### [The problem]
Continue the text below on India's fertiliser subsidy, starting right after its last sentence.

### [Supplied text]
++++

The recent tentative policy moves to overhaul the massive Rs 50,000 crore fertiliser subsidy regime and make it nutrient-based makes sense, but what's really required is the scope for price-efficient signals to rev up output, especially of nitrogenous (N) fertiliser or urea, the most used (rather excessively) and heavily subsidised.

Giving fertiliser producers the freedom to set product prices will allow farmers to benefit the most from innovative, soil-specific nutrients, and rationalise the entire subsidy system. It would actually incentivise efficiency gains in production and supply.

The paper notes that imports of urea, and of the phosphatic (P) and potassic (K) variety of fertilisers have grown five-fold in under a decade, to add up to over 10 million tonnes (MT) per annum, with total nutrient consumption now put at over 26 MT. And the reason in the main for stepped-up imports is the lack of price incentives for setting up fresh capacity in the N and P segments; the entire requirement of K needs to be imported as India does not have viable sources of potash.

++++

### [Record extracts]
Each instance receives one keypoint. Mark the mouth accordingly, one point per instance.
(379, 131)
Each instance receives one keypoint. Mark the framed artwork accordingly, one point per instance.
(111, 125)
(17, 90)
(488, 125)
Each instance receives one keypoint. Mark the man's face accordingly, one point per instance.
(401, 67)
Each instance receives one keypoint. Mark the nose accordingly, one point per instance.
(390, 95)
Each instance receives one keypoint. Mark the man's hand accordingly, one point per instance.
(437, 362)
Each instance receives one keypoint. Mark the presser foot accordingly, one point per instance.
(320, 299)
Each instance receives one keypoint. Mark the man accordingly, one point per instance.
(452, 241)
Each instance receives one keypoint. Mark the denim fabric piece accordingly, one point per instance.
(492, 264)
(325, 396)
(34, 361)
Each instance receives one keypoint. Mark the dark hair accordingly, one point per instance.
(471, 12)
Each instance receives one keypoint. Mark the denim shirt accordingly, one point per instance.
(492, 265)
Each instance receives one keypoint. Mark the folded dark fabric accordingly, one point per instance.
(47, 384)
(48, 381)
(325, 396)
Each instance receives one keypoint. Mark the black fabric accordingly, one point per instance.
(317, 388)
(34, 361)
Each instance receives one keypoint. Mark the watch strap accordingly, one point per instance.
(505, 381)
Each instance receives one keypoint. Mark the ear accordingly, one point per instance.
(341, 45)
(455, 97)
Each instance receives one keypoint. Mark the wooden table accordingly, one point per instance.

++++

### [Answer box]
The Sharma and Thaker paper estimates fertiliser demand to cross over 40 MT this decade, and projects rising imports sans domestic price and non-price support. Hence the pressing need for price signals and forward looking reforms in the domestic fertiliser sector.

The paper focuses on the need to also produce and deploy 16 plant nutrients that are essential for crop development, in addition to the primary (macro) nutrients, nitrogen, phosphorus and potassium. These include calcium, magnesium, sulphur and micronutrients such as boron, chlorine, copper, iron, manganese, molybdenum and zinc. The nutrient-based subsidy scheme does make possible soil-specific diagnostics, hence the imperative to take its logic forward more systematically.